Aim of the exercise: Rewrite every line of the data below, beginning at the line that contains "Check that each instance of the blue" and stopping after the line that contains "<point>48,140</point>". Raise each x and y coordinate in the marked points by 143, and keep everything else the same.

The data:
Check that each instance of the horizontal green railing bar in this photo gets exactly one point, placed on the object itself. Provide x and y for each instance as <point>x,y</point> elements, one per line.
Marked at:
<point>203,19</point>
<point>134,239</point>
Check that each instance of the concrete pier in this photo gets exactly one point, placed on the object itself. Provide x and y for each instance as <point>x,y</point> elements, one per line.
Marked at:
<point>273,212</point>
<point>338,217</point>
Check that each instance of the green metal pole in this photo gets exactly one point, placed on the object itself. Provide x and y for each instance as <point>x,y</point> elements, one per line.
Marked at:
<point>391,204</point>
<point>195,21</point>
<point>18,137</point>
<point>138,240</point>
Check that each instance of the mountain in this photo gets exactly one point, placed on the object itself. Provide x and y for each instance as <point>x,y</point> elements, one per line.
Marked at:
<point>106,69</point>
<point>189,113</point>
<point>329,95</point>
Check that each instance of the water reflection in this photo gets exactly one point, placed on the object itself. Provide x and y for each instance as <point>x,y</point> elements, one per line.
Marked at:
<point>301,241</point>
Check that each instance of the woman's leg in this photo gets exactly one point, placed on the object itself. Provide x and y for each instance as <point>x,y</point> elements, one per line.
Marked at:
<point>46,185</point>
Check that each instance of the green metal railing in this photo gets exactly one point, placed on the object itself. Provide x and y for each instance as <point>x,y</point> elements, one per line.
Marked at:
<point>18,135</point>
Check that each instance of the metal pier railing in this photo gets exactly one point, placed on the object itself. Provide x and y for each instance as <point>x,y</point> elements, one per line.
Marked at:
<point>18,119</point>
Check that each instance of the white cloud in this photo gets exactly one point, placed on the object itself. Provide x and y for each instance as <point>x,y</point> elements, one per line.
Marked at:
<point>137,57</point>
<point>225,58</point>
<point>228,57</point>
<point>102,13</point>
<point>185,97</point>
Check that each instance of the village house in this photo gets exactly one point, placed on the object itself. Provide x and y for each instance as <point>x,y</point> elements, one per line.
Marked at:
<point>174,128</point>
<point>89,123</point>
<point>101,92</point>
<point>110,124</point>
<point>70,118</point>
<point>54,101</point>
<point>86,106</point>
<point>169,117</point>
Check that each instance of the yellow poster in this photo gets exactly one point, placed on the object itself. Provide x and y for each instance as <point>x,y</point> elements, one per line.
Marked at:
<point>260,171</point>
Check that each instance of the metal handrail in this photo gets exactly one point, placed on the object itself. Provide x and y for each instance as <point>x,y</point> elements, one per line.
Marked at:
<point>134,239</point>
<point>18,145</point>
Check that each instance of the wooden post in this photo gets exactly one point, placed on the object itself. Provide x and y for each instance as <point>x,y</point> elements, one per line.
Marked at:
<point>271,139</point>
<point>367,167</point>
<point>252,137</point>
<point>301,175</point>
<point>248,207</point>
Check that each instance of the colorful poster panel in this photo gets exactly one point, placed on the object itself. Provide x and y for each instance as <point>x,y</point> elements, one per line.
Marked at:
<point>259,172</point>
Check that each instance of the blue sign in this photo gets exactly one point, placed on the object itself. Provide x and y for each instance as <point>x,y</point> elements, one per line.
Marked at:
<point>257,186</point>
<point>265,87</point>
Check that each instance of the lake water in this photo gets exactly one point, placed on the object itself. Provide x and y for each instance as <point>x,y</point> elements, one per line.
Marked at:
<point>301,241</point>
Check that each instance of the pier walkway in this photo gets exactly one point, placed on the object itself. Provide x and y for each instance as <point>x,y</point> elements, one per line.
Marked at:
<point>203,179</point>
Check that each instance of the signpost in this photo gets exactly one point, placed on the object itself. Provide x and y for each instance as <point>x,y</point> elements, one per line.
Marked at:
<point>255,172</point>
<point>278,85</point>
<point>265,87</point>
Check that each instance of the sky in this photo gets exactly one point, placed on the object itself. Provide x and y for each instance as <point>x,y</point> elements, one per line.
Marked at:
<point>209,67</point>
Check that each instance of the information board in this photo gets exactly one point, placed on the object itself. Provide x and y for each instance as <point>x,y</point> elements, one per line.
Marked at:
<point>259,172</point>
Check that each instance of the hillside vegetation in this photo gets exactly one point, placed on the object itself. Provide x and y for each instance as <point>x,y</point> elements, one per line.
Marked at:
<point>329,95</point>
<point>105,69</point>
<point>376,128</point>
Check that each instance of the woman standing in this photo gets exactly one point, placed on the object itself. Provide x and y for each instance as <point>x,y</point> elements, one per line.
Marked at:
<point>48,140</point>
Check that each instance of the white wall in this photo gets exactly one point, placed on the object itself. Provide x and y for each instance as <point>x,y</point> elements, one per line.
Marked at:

The completed task:
Check that each instance of the blue sign in this photo gets exactly one point, placed on the object itself. Provide x and y for each instance as <point>x,y</point> elements, one per line.
Marked at:
<point>400,329</point>
<point>408,230</point>
Check that each instance of the lake water in this photo gets exactly one point, placed on the object itself. Provide x and y for each instance as <point>x,y</point> elements, one per line.
Marked at:
<point>444,384</point>
Check that each instance of the pier walkway in this photo gets exactly one point, placed on the object itself. Provide x and y for each instance as <point>x,y</point> elements, one per line.
Marked at:
<point>346,322</point>
Check that each instance of the signpost in this photo gets exactly one point, placed on the object itself. Provide x and y for each instance as <point>x,y</point> elements, one per line.
Marked at:
<point>398,315</point>
<point>421,228</point>
<point>408,230</point>
Check that each instance of the sky in this photo gets exactly one point, placed on the object itself. Provide x and y for each instance as <point>x,y</point> elements, one per line.
Marked at:
<point>352,210</point>
Check that each instance of the information board in this photo gets exactly one point, placed on the object itself. Provide x and y for each instance as <point>x,y</point> elements, one per line.
Marked at:
<point>402,315</point>
Check that each instance of the hillside vegetation in this photo gets exactly one point, placed on the object itself. Provide x and y for each instance as <point>x,y</point> elements, one per line.
Marked at:
<point>472,238</point>
<point>248,212</point>
<point>519,271</point>
Check that each instance of the woman standing in this photo gets exactly one point, placed on the object itself. Provide x and y for each instance as <point>x,y</point> elements, one per line.
Marked at:
<point>191,283</point>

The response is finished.